Stored items from a collection ->
::::::::::
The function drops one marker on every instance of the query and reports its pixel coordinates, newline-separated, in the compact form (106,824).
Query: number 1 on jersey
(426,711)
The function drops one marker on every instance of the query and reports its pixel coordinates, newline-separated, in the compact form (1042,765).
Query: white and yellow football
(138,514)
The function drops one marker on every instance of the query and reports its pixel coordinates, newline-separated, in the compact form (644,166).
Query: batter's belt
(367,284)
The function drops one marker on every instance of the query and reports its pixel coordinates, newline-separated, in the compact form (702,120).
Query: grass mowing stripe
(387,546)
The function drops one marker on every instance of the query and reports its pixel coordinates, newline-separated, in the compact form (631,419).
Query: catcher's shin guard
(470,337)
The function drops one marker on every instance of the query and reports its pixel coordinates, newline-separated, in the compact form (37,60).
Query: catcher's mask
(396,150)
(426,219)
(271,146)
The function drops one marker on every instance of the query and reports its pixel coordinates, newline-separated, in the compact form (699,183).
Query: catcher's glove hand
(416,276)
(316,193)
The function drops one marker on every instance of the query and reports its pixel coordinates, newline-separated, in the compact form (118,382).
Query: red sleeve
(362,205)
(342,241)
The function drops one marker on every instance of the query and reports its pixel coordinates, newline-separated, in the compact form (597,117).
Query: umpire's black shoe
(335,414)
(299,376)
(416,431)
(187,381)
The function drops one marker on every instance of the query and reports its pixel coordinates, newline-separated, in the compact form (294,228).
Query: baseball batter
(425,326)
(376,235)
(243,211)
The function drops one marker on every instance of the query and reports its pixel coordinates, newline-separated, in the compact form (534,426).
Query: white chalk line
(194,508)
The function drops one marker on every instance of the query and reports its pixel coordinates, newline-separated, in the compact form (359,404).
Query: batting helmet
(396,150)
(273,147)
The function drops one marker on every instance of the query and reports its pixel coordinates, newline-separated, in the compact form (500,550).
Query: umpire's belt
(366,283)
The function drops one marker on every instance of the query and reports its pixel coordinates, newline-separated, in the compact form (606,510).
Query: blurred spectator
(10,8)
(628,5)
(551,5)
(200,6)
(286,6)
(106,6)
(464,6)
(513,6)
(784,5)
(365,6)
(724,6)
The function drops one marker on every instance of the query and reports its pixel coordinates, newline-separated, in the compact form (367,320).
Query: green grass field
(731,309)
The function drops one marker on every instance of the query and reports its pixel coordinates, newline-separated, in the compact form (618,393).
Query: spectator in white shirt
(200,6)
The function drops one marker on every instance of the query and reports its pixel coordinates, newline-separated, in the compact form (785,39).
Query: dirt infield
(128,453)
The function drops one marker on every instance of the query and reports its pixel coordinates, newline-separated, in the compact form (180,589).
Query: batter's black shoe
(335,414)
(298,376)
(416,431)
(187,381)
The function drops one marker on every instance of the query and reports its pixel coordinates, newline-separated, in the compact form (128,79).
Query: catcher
::::::::::
Reproduce every line of the data above verbatim, keeping the original order.

The function drops one marker on every instance of the query and reports its pixel coordinates, newline-separated, in the compact form (106,824).
Query: number 1 on jersey
(426,711)
The function drops one marker on every instance of the query and reports its pixel coordinates, newline-separated, in the compact form (1042,765).
Query: white and yellow football
(138,514)
The function drops one marker on every instance of the query and reports its pixel coordinates, newline-separated, in the compact form (644,166).
Query: batter's belt
(367,284)
The function drops one marker on every instance of the query and reports its pixel coordinates, newline-separated, in the compact form (702,120).
Query: grass mowing stripe
(387,546)
The function drops one marker on every instance of the query and reports its pixel coordinates, newline-separated, in the compact form (631,419).
Query: catcher's shin guard
(470,337)
The function drops one marker on every instance of the query and reports its pixel coordinates, newline-separated, in the compact form (37,60).
Query: catcher's mask
(396,150)
(426,219)
(271,146)
The function drops one marker on every instance of the query and reports its pixel coordinates, newline-separated, in the compact form (699,183).
Query: catcher's glove hand
(416,276)
(316,193)
The function drops one marker on every instance of the query and reports its pixel coordinates, newline-separated, in the compact form (118,382).
Query: red sleeve
(362,205)
(342,241)
The function drops one marker on every instance of the query and reports its pixel coordinates, newline-separated, in the compact form (597,117).
Query: umpire's black shoe
(335,414)
(299,376)
(416,431)
(187,381)
The function drops one marker on every instance of the query and reports its pixel coordinates, newline-separated, in the compact form (294,228).
Query: baseball batter
(425,326)
(376,235)
(243,211)
The function drops one marker on every instance of the query and reports its pixel coordinates, newline-separated, in the compact form (534,426).
Query: white chalk line
(194,508)
The function drops one marker on every instance of the query and reports its pixel coordinates, newline-separated, in the compact form (359,404).
Query: batting helmet
(396,150)
(273,147)
The function drops one marker on every instance of the query and reports its pixel coordinates, newline-separated, in the compact form (500,550).
Query: umpire's belt
(366,283)
The function drops one marker on every instance of the query and reports its pixel coordinates, newline-separated, in the compact form (606,510).
Query: blurred spectator
(10,8)
(628,5)
(551,5)
(200,6)
(286,6)
(106,6)
(464,6)
(513,6)
(784,5)
(365,6)
(724,6)
The function drops one marker on every instance of the query and reports its pixel coordinates, newline-separated, in the compact form (367,320).
Query: green grass field
(731,309)
The function drops one marker on every instance of the query and reports its pixel coordinates, newline-separated, in the compact form (618,393).
Query: spectator in white shirt
(200,6)
The function drops one marker on every instance of the query and reports its pixel coordinates, newline-separated, in the compact form (785,39).
Query: dirt infield
(128,453)
The function drops one marker on every instance of the query and reports its pixel coordinates, newline-separated, in the compact form (180,589).
Query: batter's black shoe
(335,414)
(298,376)
(416,431)
(187,381)
The function drops one marker on every instance of the query and reports its pixel coordinates, newline-separated, in the compact form (128,79).
Query: catcher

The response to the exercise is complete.